Saved entries>
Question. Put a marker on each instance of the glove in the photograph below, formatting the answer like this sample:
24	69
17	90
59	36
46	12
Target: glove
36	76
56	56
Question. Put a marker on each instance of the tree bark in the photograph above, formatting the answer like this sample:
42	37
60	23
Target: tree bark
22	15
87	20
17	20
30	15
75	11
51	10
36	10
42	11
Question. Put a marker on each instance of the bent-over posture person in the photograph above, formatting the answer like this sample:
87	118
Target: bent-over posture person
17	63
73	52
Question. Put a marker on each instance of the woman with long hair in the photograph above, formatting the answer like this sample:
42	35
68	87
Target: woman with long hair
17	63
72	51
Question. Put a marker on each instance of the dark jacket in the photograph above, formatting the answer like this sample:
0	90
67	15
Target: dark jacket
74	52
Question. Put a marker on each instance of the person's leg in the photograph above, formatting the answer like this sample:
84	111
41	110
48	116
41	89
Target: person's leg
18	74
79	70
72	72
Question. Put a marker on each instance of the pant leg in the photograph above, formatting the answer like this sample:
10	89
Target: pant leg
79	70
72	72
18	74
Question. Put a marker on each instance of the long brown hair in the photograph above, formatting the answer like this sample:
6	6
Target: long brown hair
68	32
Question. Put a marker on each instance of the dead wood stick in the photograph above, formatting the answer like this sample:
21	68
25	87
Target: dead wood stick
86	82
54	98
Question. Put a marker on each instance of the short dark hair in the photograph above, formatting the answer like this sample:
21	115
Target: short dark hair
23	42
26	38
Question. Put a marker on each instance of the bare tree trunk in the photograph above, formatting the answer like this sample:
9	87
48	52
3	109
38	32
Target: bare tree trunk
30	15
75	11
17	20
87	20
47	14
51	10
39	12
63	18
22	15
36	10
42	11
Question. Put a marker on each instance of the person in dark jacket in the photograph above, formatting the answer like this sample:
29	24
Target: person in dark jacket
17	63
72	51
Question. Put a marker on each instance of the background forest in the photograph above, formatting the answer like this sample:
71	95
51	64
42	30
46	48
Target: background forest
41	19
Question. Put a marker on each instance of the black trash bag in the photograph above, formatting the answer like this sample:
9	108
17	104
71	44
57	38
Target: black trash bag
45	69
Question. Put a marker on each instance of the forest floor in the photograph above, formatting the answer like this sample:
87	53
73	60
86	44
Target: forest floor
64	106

Exercise description>
Repeat exactly the lines above from the line that contains "Question. Put a marker on each instance of the pant" through the end. Include both of these ends; leave out everything else.

Result for this task>
Question. Put a marker on each instance of the pant leg in the photograph above, formatting the answer like this sample:
10	89
Target: pant leg
79	70
72	72
18	74
Question. Put a marker on each instance of the long brown hair in the photograph above, formatting the answer like this sample:
6	6
Target: long brown hair
68	32
Question. Put a marker on each instance of the dead wood stick in the photograph above, formatting the answer like this sample:
21	68
25	87
Target: dead wood stick
86	82
54	98
Question. Put a marker on each instance of the short dark hair in the photograph above, formatting the answer like this sample:
21	115
Target: short dark hair
23	42
26	38
Question. Put a marker on each instance of the bare tree trunk in the photograph above, formatting the answer like this sample:
9	87
48	52
3	109
38	32
Target: bare tree trunk
30	15
75	11
17	20
87	20
47	14
51	10
39	12
63	18
22	15
36	10
42	11
Question. Put a marker on each instance of the person in dark jacket in the photograph above, formatting the answer like this sample:
29	24
Target: person in dark jacket
17	63
72	51
Question. Put a marker on each instance of the background forest in the photograph above, formatting the answer like this sample:
71	95
51	64
42	30
46	48
Target: background forest
41	19
Question. Put a marker on each instance of the black trash bag in the photograph above, formatting the answer like this sample:
9	108
17	104
71	44
57	38
Target: black trash bag
45	69
Question. Put a marker on each instance of the forest floor in the photograph above, formatting the answer like this sample:
87	53
73	60
86	44
Target: forest floor
64	106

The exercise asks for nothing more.